### Your task
Rewrite the records below, substituting "lies inside" for every occurrence of "sits within" and changing nothing else. Omit the pictures from your version.

### Provided data
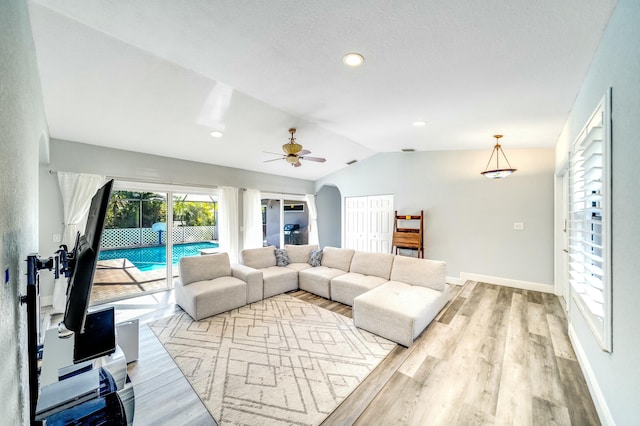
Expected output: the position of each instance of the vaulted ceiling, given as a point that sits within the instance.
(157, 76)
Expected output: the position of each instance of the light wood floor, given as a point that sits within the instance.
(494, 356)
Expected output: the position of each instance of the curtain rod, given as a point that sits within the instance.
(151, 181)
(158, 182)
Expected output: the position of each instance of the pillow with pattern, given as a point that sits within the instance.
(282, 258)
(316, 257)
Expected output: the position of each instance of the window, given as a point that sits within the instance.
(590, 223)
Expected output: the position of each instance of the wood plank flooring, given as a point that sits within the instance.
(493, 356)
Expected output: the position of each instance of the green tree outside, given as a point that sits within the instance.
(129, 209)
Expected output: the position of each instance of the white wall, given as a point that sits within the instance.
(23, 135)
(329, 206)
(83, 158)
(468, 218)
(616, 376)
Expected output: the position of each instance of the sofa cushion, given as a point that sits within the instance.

### Correct output
Expected output: the position of each instance of the vaulted ceiling, given as a point that lies inside the instance.
(157, 76)
Expected output: the position of each instance of the light wood floor, given as a point that lies inside the instance.
(494, 356)
Expected output: the position of each instance of the curtain rod, given as a point that lies inside the instance.
(151, 181)
(158, 182)
Expected output: the position of each instance of the pillow with pattern, given as a point that lies inside the instance.
(282, 258)
(316, 257)
Expected output: the position of each instance of the window, given as a point that lies inside the instance.
(590, 223)
Expected output: the position of each instance of the wood plank flooring, given as a point that lies inside the instance.
(493, 356)
Expected output: the position of each instance of the green tree outside, given as a point that lies inside the instance.
(129, 209)
Expected output: the position of each instance of the white wall, given as a point that lies inside the instance.
(23, 135)
(329, 206)
(83, 158)
(468, 218)
(616, 376)
Expected output: the position of each instance of the sofa cushion, given as a point that lies inside the instance.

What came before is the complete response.